To be done: Present every line of the items below as a numbered list, leaving out any blank lines.

Coordinate annotation entries:
---*---

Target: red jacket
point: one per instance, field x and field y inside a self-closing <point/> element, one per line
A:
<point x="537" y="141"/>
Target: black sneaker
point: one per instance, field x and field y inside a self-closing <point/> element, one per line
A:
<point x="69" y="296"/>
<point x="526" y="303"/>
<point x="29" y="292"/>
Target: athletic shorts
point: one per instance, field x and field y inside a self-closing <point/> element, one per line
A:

---*---

In response:
1. Target: red jacket
2. point: one per instance, field x and field y inside a self-closing <point/> element, one per line
3. A:
4. <point x="537" y="141"/>
5. Target: black sneaker
6. point: one per instance, field x and field y inside a self-closing <point/> element, one per line
7. A:
8. <point x="69" y="296"/>
9. <point x="526" y="303"/>
10. <point x="29" y="292"/>
11. Target: athletic shorts
12. point: one per instance, field x and field y inside a self-closing <point/> element, one per line
13. A:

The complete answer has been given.